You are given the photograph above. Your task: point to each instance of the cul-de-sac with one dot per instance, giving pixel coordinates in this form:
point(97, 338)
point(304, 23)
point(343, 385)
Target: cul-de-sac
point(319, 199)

━━━━━━━━━━━━━━━━

▶ _What the exercise asks_
Copy every line of the entries above word for word, without changing anything.

▶ _Reply to the task_
You are given the photograph above. Your task: point to each instance of the cul-de-sac with one dot per instance, giving pixel coordinates in this form:
point(97, 338)
point(304, 23)
point(343, 385)
Target: cul-de-sac
point(319, 199)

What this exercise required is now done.